**WHAT IS EXPECTED**
Rewrite every item below, putting "Exercise" wherever "Challenge" appears and keeping everything else the same.

(Excerpts of labeled region data)
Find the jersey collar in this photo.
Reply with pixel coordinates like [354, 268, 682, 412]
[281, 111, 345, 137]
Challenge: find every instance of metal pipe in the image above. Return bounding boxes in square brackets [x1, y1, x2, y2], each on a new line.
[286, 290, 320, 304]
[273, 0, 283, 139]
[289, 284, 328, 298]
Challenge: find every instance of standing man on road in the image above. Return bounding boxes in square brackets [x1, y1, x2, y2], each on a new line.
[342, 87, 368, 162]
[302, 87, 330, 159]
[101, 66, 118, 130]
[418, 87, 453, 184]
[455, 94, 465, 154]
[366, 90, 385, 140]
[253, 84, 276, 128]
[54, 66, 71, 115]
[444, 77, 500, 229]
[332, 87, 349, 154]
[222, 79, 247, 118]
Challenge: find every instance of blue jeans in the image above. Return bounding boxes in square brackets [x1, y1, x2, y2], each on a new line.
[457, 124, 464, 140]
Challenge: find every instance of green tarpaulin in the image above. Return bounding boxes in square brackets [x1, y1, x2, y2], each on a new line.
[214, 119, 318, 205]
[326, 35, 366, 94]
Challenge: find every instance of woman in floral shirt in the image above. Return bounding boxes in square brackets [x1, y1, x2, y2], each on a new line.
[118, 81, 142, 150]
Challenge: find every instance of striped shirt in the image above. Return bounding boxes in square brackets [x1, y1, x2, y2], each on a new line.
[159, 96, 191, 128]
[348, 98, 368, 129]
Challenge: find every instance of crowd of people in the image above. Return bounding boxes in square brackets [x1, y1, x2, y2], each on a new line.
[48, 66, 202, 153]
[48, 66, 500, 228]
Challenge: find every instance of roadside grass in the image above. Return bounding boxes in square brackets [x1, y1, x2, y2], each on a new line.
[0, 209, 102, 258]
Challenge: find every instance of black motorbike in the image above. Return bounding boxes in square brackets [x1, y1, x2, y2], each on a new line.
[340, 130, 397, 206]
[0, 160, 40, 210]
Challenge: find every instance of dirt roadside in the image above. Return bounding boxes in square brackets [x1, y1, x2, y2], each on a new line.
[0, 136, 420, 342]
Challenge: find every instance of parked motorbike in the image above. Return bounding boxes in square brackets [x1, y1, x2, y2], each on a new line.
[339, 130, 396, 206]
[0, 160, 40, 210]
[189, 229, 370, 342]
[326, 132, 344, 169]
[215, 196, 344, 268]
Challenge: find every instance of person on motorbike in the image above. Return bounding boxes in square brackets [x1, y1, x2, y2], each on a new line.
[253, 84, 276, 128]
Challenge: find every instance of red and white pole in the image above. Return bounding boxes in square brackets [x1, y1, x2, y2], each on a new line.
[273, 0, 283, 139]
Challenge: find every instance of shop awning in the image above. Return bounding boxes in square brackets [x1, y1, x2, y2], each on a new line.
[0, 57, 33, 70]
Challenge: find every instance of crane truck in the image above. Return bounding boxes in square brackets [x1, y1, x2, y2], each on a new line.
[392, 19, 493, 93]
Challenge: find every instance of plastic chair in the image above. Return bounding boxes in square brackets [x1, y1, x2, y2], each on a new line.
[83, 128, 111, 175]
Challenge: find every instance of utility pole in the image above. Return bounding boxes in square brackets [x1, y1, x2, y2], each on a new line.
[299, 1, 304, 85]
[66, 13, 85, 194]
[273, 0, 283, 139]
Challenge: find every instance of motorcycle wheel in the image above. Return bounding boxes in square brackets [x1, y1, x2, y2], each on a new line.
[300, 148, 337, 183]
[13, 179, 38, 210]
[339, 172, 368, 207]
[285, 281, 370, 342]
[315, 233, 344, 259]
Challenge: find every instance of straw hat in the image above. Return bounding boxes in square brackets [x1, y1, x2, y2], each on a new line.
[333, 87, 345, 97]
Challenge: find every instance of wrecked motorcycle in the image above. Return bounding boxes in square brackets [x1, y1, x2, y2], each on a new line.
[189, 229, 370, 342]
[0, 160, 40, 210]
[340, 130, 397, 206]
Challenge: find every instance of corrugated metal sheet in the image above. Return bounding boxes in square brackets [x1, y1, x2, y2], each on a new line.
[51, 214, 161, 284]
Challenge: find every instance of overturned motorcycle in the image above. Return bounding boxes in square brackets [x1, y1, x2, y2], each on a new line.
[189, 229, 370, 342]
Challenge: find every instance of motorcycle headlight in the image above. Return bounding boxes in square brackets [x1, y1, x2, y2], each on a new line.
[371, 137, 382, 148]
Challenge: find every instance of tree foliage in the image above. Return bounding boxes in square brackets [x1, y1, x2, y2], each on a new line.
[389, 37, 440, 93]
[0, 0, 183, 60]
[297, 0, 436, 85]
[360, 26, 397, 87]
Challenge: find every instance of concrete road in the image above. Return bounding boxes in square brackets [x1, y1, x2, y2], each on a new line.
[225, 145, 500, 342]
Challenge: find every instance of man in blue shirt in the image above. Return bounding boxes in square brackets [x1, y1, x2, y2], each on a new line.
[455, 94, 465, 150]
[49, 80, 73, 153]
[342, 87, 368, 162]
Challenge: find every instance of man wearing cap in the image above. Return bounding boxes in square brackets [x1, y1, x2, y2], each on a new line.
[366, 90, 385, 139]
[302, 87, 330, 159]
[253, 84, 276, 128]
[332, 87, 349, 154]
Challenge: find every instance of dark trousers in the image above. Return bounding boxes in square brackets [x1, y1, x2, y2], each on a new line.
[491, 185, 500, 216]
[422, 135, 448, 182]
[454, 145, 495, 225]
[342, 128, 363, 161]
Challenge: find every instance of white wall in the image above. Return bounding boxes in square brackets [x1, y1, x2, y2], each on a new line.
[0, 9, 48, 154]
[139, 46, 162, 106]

**THE ANSWER**
Find the jersey collar in this photo.
Reply with pixel coordinates like [354, 268, 682, 412]
[281, 111, 345, 137]
Exercise: find every instance of metal pipe in the image above. Return bounding boxes in square brackets [x1, y1, x2, y2], each on a new line.
[286, 290, 320, 304]
[273, 0, 283, 139]
[289, 284, 328, 298]
Exercise: find every instance of standing man on road in the image above. Return bounding boxes in square brackets [x1, y1, x2, y2], each on a new line.
[342, 87, 368, 162]
[302, 87, 330, 159]
[101, 66, 118, 130]
[418, 87, 453, 184]
[455, 94, 465, 154]
[366, 90, 385, 140]
[253, 84, 276, 128]
[54, 66, 71, 115]
[444, 77, 500, 229]
[332, 87, 349, 154]
[222, 79, 247, 118]
Exercise: find every instance of blue jeans in the image above. Return bounding boxes in square brackets [x1, y1, x2, y2], each on a new line.
[457, 124, 464, 140]
Exercise: find every instance of green tarpaulin in the image above. Return bounding boxes in square brackets [x1, y1, x2, y2], each on a new line.
[214, 119, 318, 205]
[326, 35, 366, 94]
Exercise: find every instance of woman in floral shirt in the image above. Return bounding boxes in square brackets [x1, y1, x2, y2], each on a new line.
[118, 81, 142, 150]
Exercise: find every instance of striped shirt in the image above. Return bounding boxes in square brackets [x1, y1, x2, y2], each on a new line.
[159, 96, 191, 128]
[348, 98, 368, 129]
Exercise: find every instance of crowd of people in the image above. Return bounding boxes in square brackets [x1, y1, x2, y2], each on a new line.
[48, 66, 202, 153]
[48, 66, 500, 228]
Exercise: find every instance of roadside grass in the image above. Return bounding boxes in square brackets [x1, y1, x2, y2], each on a new line.
[0, 209, 102, 258]
Exercise: find every instance of black motorbike in the image above. Return bounding boxes in square brackets [x1, y1, x2, y2], each on a new line.
[340, 130, 397, 206]
[0, 160, 40, 210]
Exercise: find every instance of dirt roadside in the image above. Return bounding boxes in square brackets [x1, y1, x2, y2], each on a new line.
[0, 136, 420, 342]
Exercise: find every instance of parked motorbike in the image above. Return bounding boxes in square brackets [x1, y1, x2, y2], each on a new line.
[339, 130, 396, 206]
[0, 160, 40, 210]
[189, 229, 370, 342]
[326, 132, 344, 169]
[215, 196, 344, 268]
Exercise: find every instance of person on motorbike in the image above. Return bounding boxes in square brackets [x1, y1, x2, y2], each on a new line.
[253, 84, 276, 128]
Exercise: find every instance of red and white pole in the image above. Return bounding boxes in square brackets [x1, y1, x2, y2], each on a new line.
[273, 0, 283, 139]
Exercise: find every instance of shop awning in the image above. Return bounding boxes in square brackets [x1, y1, x2, y2], each on a new line.
[0, 57, 33, 70]
Exercise: find every instance of crane truck in the image above. Return bounding boxes in square brackets [x1, y1, x2, y2], each on a new line.
[392, 19, 493, 93]
Exercise: find every instance of plastic chair in the image above. Return bounding boxes in square brackets [x1, y1, x2, y2], each on a new line.
[83, 128, 111, 175]
Exercise: find every instance of utility pole in the image above. Return bounding boxes in square brackets [x1, y1, x2, y2], each on a new line.
[299, 1, 304, 85]
[66, 13, 85, 194]
[273, 0, 283, 139]
Exercise: find every instance of motorcycle wheel in the image above. Return bounding boxes in square brackets [x1, y1, x2, y2], each on a new line.
[300, 148, 337, 183]
[13, 179, 38, 210]
[339, 172, 368, 207]
[285, 281, 370, 342]
[315, 233, 344, 259]
Exercise: find every instance of straw hat in the image above. Return bounding boxes in square brackets [x1, y1, x2, y2], each on a new line.
[333, 87, 345, 97]
Exercise: find every instance of wrecked motorcycle in the image above. Return bounding boxes in square brackets [x1, y1, x2, y2], each on a new line.
[189, 229, 370, 342]
[0, 160, 40, 210]
[340, 130, 397, 206]
Exercise: find every instance of corrugated metal sheet in the image above. Return bounding boxes in square brackets [x1, y1, x2, y2], each on a new line.
[51, 214, 161, 284]
Exercise: find every instance of overturned motorcycle in the image above. Return bounding boxes in square brackets [x1, y1, x2, y2], each on a new line.
[189, 229, 370, 342]
Exercise: find every instance of motorcycle headlight in the image above. Return bounding boxes in square brackets [x1, y1, x2, y2], each on a new line.
[371, 137, 382, 148]
Exercise: find every instance of tree foliage in the image above. Return bounding boxes in square brackets [x1, y1, x2, y2], each on a new line.
[389, 37, 440, 93]
[0, 0, 183, 60]
[297, 0, 436, 85]
[360, 26, 397, 87]
Exercise: find every instance of concrete road in the image above. Return bounding boxes in square brackets [x1, y1, x2, y2], each on a new line.
[225, 145, 500, 342]
Exercise: find every instance of man in blue shirt in the image above. Return bounding boxes in square brackets [x1, y1, x2, y2], each on a new line.
[455, 94, 465, 150]
[49, 80, 73, 153]
[342, 87, 368, 162]
Exercise: find every instance of man wearing cap in the image above. Return bounding boxes in square brackets [x1, y1, x2, y2], each on a new line.
[366, 90, 385, 139]
[302, 87, 330, 159]
[253, 84, 276, 128]
[332, 87, 349, 154]
Exercise: find every instance of dark trousers in the image above. Return bounding boxes in square brackets [x1, y1, x2, y2], each on a new line.
[491, 185, 500, 216]
[422, 135, 448, 182]
[454, 145, 495, 225]
[342, 128, 363, 161]
Exercise: find every instance of white wall in the image above. Return bounding boxes in square brackets [x1, y1, x2, y2], each on a new line.
[0, 9, 48, 154]
[139, 46, 162, 106]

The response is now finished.